_Belge bölümü_.
Cuma günü halk erken saatten itibaren Ulu Cami içine, avluya ve etraf sokaklara toplanmaya başladı. Tam Cuma namazı vakti geldiği sırada Rıdvan Hoca’nın haykırışı üzerine minbere asılı sancağın yakınında ki bir babayiğit onu götürüp kaleye dikmek üzere kapmış ve caminin o zaman üst kapı denen belediye çarşı üzerindeki kapısına doğru süratle koşmaya başlamıştır. Bu sırada Muhacir Murat Efendi “ Allah’ını seven sancağının altına girsin” diye bağırıp halkı teşvik ediyordu. Halk koşar adımlar ile kalenin yolunu tuttu. Sayılamayacak kadar büyük bir kalabalık -Hazreti Musa’nın bir mucizesi ile geriye dönen Nil Nehri gibi- aşağıdan yukarıya doğru kaleye akıyordu.
Getirilen tekbir sedaları, yeri göğü inlettiğinden evlerdeki kadın ve çocuklarda damlara ve duvarlara üşüşmüştü. Halkın tamamen silahsız oluşu, asayişi bozabilecek bir taşkınlık yapılmayacak olması sebebi ile de Fransız İnzibat Kuvvetleri-Esasen güçlerine yetişmesi imkan bulunmayan-bu muazzam harekata seyirci kalmışlardır.
Olaylar bu şekilde kendiliğinden, haklı milletimize Tanrı’nın lütfu olarak bir anda şekilleni vermiş. Türk, kalesine bayrağını çekerek Cuma’yı kılma hak ve şerefini koruduğu gibi, Fransız’a da layık olduğu dersi vermiştir.

_Verilen veriler_.

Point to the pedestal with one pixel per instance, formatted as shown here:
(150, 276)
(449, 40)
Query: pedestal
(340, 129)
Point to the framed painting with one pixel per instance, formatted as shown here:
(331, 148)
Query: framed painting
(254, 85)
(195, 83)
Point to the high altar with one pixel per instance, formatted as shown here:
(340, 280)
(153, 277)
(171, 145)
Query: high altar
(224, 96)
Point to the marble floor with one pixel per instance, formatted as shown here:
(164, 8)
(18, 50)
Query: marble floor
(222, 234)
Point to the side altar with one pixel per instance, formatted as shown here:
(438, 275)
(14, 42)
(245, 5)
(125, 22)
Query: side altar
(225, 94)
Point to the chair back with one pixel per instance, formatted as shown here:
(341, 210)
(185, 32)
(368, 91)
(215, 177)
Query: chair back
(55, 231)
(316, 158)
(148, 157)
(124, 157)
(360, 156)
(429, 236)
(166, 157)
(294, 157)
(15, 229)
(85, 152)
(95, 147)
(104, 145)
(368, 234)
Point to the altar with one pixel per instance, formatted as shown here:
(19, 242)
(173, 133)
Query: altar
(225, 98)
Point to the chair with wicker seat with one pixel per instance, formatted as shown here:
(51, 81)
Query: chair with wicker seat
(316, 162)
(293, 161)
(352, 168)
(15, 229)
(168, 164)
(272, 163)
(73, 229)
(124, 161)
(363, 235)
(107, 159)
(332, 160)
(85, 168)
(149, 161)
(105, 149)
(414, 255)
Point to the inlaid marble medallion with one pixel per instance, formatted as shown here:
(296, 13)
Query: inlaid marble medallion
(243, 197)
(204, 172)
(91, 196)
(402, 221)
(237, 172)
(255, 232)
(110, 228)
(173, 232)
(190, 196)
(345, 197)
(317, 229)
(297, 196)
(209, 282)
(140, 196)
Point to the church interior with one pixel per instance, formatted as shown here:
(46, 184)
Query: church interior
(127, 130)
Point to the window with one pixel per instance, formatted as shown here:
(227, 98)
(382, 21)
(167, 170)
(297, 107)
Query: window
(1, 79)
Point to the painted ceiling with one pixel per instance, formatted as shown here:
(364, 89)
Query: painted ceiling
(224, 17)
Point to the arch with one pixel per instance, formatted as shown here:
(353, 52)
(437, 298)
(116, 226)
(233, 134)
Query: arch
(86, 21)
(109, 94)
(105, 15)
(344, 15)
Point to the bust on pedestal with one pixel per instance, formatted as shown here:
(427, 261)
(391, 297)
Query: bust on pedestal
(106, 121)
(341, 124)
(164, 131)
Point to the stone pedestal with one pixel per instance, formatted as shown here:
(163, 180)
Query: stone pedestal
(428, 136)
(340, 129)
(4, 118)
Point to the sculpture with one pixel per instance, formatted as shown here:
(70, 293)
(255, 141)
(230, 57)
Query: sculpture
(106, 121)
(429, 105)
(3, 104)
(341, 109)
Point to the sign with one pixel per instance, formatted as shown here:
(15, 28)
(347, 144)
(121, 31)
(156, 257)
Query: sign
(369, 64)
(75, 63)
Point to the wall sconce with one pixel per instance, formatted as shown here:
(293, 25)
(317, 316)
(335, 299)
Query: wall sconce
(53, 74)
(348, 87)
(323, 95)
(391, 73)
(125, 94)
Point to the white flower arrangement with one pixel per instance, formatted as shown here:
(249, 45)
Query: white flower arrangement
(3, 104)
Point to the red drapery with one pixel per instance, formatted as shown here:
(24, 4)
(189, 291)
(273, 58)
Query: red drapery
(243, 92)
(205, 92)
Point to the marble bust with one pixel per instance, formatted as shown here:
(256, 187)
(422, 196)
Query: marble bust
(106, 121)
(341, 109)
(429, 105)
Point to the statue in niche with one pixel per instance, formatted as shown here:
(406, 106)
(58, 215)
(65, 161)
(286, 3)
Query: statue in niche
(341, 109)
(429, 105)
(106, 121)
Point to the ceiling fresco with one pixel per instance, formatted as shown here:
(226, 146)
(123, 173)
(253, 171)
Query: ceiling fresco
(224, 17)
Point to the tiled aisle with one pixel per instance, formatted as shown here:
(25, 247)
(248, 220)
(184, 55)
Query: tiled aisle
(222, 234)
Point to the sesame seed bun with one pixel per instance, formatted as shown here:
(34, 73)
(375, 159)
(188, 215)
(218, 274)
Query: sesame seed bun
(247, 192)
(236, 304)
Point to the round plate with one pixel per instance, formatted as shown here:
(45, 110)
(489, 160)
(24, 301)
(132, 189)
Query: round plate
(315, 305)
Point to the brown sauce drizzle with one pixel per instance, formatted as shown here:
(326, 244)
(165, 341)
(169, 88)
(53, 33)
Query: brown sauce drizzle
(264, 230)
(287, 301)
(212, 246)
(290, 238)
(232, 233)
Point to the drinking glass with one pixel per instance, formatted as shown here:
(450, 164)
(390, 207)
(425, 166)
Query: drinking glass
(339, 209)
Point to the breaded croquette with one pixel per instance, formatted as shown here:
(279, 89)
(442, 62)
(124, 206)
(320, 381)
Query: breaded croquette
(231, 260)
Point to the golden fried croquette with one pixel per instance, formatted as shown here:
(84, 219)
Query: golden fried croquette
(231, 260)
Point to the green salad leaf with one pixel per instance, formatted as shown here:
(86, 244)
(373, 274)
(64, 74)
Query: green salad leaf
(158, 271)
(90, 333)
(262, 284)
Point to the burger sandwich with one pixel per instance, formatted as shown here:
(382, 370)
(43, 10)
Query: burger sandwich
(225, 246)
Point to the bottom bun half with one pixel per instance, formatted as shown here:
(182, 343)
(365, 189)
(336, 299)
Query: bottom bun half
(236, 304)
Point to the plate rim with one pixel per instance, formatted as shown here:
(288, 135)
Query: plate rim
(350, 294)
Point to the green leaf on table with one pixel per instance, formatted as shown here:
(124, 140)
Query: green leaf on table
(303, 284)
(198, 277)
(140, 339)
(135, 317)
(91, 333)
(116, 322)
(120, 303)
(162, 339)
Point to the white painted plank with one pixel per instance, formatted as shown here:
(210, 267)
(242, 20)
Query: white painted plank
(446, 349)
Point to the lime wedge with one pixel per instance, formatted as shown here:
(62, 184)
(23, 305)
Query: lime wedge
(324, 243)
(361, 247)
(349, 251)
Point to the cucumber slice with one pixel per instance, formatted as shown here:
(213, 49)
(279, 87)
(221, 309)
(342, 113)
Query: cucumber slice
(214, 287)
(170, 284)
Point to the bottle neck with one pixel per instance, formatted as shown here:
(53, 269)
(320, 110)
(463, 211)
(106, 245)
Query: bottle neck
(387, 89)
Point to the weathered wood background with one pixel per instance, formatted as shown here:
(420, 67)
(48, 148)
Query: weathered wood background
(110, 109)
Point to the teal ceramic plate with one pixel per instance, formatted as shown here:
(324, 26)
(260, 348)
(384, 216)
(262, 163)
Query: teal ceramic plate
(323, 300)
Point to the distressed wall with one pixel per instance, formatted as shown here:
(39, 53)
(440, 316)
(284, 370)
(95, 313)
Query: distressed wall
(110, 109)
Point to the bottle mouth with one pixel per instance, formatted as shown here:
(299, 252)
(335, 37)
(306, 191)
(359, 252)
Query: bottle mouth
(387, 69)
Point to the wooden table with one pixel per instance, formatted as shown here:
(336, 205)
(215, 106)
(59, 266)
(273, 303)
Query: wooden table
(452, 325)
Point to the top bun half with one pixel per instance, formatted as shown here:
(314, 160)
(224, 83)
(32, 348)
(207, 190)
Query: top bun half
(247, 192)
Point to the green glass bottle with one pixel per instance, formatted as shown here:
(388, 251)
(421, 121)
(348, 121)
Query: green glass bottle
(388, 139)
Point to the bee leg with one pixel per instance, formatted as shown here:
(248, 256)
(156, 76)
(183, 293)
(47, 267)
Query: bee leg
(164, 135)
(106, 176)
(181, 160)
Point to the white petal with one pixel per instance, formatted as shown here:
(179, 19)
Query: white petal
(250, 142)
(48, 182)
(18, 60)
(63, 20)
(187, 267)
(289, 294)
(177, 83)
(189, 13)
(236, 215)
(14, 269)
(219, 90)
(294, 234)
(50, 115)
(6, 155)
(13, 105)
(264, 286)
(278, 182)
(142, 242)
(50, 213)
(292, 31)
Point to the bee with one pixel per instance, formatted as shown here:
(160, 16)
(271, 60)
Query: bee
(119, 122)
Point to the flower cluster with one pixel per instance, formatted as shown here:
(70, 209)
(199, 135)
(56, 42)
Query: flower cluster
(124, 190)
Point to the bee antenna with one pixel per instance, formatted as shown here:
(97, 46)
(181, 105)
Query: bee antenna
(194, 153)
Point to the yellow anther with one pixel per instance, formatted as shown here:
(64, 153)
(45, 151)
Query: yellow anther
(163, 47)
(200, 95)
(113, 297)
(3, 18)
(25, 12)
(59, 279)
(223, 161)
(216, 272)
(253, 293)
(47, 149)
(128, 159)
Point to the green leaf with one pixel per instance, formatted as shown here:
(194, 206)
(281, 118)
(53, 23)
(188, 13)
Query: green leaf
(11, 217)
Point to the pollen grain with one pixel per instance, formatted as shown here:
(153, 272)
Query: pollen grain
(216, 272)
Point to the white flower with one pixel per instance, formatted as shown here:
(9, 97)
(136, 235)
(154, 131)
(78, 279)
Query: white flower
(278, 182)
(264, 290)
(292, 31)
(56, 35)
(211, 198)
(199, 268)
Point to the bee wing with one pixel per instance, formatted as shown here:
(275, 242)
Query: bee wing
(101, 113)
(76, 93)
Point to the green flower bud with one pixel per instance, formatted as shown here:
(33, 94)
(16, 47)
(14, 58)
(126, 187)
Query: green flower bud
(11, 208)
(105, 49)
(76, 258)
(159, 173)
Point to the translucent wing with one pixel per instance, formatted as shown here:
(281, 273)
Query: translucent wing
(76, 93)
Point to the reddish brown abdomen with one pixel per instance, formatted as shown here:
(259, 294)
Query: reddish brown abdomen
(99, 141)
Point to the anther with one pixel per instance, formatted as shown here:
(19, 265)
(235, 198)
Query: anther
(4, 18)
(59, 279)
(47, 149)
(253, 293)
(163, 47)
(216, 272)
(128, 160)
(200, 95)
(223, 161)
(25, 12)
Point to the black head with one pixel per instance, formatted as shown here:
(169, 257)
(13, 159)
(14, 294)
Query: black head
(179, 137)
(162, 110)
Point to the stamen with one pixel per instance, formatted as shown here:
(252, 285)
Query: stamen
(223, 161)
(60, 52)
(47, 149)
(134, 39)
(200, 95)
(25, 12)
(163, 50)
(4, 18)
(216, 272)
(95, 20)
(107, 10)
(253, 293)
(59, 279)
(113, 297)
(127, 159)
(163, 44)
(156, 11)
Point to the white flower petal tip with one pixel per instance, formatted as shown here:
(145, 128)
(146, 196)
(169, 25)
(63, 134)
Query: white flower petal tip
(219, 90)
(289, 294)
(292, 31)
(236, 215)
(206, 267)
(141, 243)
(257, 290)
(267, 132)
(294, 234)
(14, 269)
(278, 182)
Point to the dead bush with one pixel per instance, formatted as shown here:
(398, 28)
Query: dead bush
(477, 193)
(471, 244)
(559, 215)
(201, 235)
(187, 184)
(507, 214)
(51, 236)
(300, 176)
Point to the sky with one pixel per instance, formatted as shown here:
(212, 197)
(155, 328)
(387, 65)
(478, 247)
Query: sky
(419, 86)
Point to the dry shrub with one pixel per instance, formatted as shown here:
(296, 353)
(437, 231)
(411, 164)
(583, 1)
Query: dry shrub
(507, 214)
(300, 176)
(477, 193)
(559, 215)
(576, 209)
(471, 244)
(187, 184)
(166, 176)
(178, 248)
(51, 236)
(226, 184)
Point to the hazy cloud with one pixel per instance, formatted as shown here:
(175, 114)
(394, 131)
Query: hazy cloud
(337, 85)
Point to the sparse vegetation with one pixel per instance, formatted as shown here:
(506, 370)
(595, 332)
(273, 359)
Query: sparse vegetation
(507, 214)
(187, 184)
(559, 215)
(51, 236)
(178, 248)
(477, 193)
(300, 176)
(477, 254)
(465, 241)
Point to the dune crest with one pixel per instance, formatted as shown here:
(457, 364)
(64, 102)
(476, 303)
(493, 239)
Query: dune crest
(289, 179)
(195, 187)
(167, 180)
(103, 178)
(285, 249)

_Yazılı alıştırma 1_. Kaleye sancak dikilmesini anlatan metnin "Getirilen tekbir sedaları, yeri" ile başlayıp "olduğu dersi vermiştir." ile biten kısmını, "tekbir" yerine "salavat" koyarak yeniden yazın.
_Yazılı alıştırma 2_. Kayıtlarda "cucumber" dizesini içeren satırların sayısını yazın, başka hiçbir şey eklemeyin. Büyük-küçük harf ayrımı gözetilir.

_Doğru çıktı 1_.
Getirilen salavat sedaları, yeri göğü inlettiğinden evlerdeki kadın ve çocuklarda damlara ve duvarlara üşüşmüştü. Halkın tamamen silahsız oluşu, asayişi bozabilecek bir taşkınlık yapılmayacak olması sebebi ile de Fransız İnzibat Kuvvetleri-Esasen güçlerine yetişmesi imkan bulunmayan-bu muazzam harekata seyirci kalmışlardır.
Olaylar bu şekilde kendiliğinden, haklı milletimize Tanrı’nın lütfu olarak bir anda şekilleni vermiş. Türk, kalesine bayrağını çekerek Cuma’yı kılma hak ve şerefini koruduğu gibi, Fransız’a da layık olduğu dersi vermiştir.

_Doğru çıktı 2_. 2